start Listed entries
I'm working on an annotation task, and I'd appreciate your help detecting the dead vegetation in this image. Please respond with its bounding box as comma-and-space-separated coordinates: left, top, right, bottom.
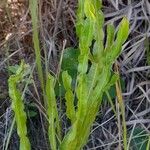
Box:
0, 0, 150, 150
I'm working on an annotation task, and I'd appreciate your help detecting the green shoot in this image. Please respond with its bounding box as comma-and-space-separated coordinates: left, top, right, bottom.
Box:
8, 61, 31, 150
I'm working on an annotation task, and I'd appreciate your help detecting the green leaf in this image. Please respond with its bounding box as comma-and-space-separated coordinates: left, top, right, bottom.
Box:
130, 128, 149, 150
61, 47, 80, 79
62, 71, 76, 124
105, 24, 115, 51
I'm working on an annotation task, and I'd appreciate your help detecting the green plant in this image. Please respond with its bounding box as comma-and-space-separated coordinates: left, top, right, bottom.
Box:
60, 0, 129, 150
9, 0, 129, 150
8, 61, 30, 150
end Listed entries
**Exercise requirements**
Copy out every entry above word for word, leaving out the picture.

**Result of this task**
I'm working on an annotation task, and I'd appreciate your help detecting the dead vegetation in this image. Please respond with its bounding box as comma-and-space-separated coordinates: left, top, right, bottom.
Box:
0, 0, 150, 150
I'm working on an annotation task, and I'd appreciate your help detecting the green shoot in this image. Please respond with its bounding box as comma-and-space-separated coordinates: left, top, right, bottom.
Box:
8, 61, 31, 150
I'm working on an annotation task, and I'd appreciate your help detecting the green leaf in this image. Please respond with its bounding box as comma-and-space-separated coordinates: left, top, right, bottom.
Box:
130, 128, 149, 150
61, 47, 80, 79
62, 71, 76, 124
105, 24, 115, 51
I'm working on an annotation task, and I'd appreciate your help detecting the green plant in this image. Please respond with its bounding box as comma-and-space-separated coordinates: left, top, right, bottom.
Box:
60, 0, 129, 150
9, 0, 129, 150
8, 61, 30, 150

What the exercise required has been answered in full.